Exercise prompt: Print the lines of the rows below without any change, starting at the line that contains "Each instance of the shirt" and ending at the last line of the rows.

Dataset:
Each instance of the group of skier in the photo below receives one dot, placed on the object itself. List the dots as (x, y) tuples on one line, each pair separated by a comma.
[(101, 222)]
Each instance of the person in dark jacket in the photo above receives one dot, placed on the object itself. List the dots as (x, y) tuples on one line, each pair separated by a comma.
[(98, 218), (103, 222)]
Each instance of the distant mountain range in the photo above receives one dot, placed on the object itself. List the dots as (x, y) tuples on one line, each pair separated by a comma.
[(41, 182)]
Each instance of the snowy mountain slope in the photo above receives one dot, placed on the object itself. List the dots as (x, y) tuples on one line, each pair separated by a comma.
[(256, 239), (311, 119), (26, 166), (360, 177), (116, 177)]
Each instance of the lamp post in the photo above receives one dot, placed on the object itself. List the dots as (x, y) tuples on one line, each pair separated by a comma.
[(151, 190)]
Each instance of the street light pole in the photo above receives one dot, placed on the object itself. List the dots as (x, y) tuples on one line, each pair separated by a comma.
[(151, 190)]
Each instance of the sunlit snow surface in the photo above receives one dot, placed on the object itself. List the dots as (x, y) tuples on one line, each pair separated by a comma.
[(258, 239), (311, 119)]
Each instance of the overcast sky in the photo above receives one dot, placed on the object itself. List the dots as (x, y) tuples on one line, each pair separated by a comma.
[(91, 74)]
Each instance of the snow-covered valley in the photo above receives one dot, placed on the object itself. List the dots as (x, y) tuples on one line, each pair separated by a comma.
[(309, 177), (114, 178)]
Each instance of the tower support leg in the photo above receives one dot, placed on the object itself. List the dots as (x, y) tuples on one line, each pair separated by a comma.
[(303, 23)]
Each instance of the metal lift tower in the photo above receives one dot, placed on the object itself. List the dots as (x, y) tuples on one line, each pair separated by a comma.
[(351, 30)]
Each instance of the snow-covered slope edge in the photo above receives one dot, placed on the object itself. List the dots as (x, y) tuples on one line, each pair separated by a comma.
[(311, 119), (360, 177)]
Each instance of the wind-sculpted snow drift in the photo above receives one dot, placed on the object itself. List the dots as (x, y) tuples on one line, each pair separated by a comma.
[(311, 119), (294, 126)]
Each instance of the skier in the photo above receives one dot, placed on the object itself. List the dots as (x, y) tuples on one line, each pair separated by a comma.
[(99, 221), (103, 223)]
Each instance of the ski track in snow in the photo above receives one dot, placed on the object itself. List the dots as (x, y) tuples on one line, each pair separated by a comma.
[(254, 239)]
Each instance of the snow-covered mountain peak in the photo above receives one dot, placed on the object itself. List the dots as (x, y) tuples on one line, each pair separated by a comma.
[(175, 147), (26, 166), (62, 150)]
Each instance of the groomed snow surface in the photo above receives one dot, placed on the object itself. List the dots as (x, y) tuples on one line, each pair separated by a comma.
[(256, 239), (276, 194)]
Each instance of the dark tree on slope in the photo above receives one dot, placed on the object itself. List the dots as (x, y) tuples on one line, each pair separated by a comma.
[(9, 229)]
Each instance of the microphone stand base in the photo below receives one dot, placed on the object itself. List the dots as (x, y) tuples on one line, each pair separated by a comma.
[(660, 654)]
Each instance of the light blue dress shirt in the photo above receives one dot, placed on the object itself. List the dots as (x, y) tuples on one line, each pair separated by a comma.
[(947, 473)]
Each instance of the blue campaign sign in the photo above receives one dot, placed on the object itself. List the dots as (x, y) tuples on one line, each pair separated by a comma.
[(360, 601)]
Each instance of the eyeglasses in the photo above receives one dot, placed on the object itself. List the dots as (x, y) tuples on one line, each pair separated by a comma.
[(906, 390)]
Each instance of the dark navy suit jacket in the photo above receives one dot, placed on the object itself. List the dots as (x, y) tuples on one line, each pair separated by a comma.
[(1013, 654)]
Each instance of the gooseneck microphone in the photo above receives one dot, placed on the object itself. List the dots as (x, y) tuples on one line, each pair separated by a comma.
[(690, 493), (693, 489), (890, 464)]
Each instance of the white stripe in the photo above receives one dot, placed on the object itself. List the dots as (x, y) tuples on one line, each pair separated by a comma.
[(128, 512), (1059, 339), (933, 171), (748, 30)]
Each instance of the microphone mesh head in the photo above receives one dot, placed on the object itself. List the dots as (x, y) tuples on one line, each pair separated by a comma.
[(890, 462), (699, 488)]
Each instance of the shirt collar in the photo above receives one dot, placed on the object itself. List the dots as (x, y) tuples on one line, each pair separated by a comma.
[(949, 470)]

Result of the exercise:
Each instance of the shirt collar in the photo above receives one dot, placed on the object itself. List the dots as (x, y) tuples on one line, each pair separated by a comma.
[(949, 470)]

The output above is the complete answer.